Le musée, la culture légitime et le penseur libertaire


Michel Onfray, notre nietzschéen national...
Michel Onfray, notre nietzschéen national…

Le 19 avril dernier, le penseur anti-système mais BFM-compatible Michel Onfray publiait sur son compte Twitter une photo prise au Rijksmuseum d’Amsterdam, mettant en scène des adolescents rivés sur leur téléphone portable et tournant le dos à un chef-d’œuvre de Rembrandt. Il se fendait pour l’occasion d’un lapidaire – c’est-à-dire: même pour un twitt – « Sans commentaire ». Il y aurait pourtant bien des commentaires à faire sur cette image, à condition toutefois de ne pas rester à la surface mais d’interroger les différents actants qui la composent : un musée mondialement connu, un tableau non moins célèbre d’un maître hollandais, une salle du musée avec sa mise en scène particulière, un groupe d’individus occupant cet espace d’une manière qui ne serait effectivement pas celle d’individus d’un autre âge et/ou d’une autre origine socioculturelle.

.....

• [Consigne A]:
Recopiez fidèlement le passage du texte sur la photo publiée par Michel Onfray, depuis « Michel Onfray, notre nietzschéen national… » jusqu'à « autre origine socioculturelle. » inclus.
• [Consigne B]:
D'après le texte sur la photo publiée par Michel Onfray, dans quel musée cette photo a-t-elle été prise ?
• [Consigne C]:
Prolongez l'article sur la photo tweetée par Michel Onfray au Rijksmuseum à partir de sa dernière phrase.
La liste placée après ce texte est un matériau distinct, sans lien avec lui.

• [Jeu de données]:
.....

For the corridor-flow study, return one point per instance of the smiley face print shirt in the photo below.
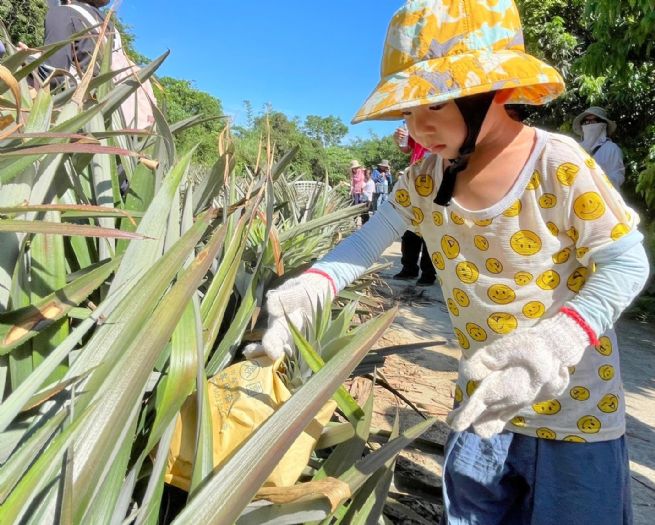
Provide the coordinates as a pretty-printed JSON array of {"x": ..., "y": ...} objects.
[{"x": 506, "y": 267}]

.....

• [Corrigé A]:
Michel Onfray, notre nietzschéen national…

Le 19 avril dernier, le penseur anti-système mais BFM-compatible Michel Onfray publiait sur son compte Twitter une photo prise au Rijksmuseum d’Amsterdam, mettant en scène des adolescents rivés sur leur téléphone portable et tournant le dos à un chef-d’œuvre de Rembrandt. Il se fendait pour l’occasion d’un lapidaire – c’est-à-dire: même pour un twitt – « Sans commentaire ». Il y aurait pourtant bien des commentaires à faire sur cette image, à condition toutefois de ne pas rester à la surface mais d’interroger les différents actants qui la composent : un musée mondialement connu, un tableau non moins célèbre d’un maître hollandais, une salle du musée avec sa mise en scène particulière, un groupe d’individus occupant cet espace d’une manière qui ne serait effectivement pas celle d’individus d’un autre âge et/ou d’une autre origine socioculturelle.

• [Corrigé B]:
Au Rijksmuseum d'Amsterdam.

• [Corrigé C]:
Mais commençons par essayer de deviner ce que dissimule ce « Sans commentaire », un brin expéditif, asséné par un auteur occupé depuis quelques années à décrire/dénoncer la déliquescence de la civilisation occidentale, appelée comme l’Empire romain à disparaître, victime de sa propre décadence, conjuguée aux assauts répétés de l’Islam conquérant (et obscurantiste, cela va sans dire). Il semblerait bien que, loin de ses saillies libertaires, Onfray se soit résigné à intégrer la meute emmenée par Finkielkraut, au sein de laquelle il hurle à la défaite de la pensée et à la bêtise des masses, formant une sorte de queue de comète des dérives les plus réactionnaires de l’École de Francfort. Ces jeunes, abrutis par les nouvelles technologies et abandonnés par un État mercantiliste, ne peuvent plus quitter des yeux l’écran de leurs téléphones-prothèses, ignorant que se joue sur la toile exposée derrière eux l’un des grands moments de l’histoire d’un art auquel leur ignorance et leur mépris de la connaissance ne leur permettent de toute façon pas d’avoir accès.

À moins que ce ne soit rien de tout cela, car le commentaire « Sans commentaire » offre l’avantage de permettre, comme « J’me comprends » ou « J’dis ça j’dis rien », surtout si on l’éructe au comptoir après quelques tournées, accompagné d’un hochement de tête satisfait et d’un sourire entendu, de tout dire sans le dire et, surtout, de se défendre d’avoir dit quoi que ce soit puisque, justement, on ne l’a pas dit. Tout ce qui précède ne relève donc, on l’a compris, que du procès d’intention.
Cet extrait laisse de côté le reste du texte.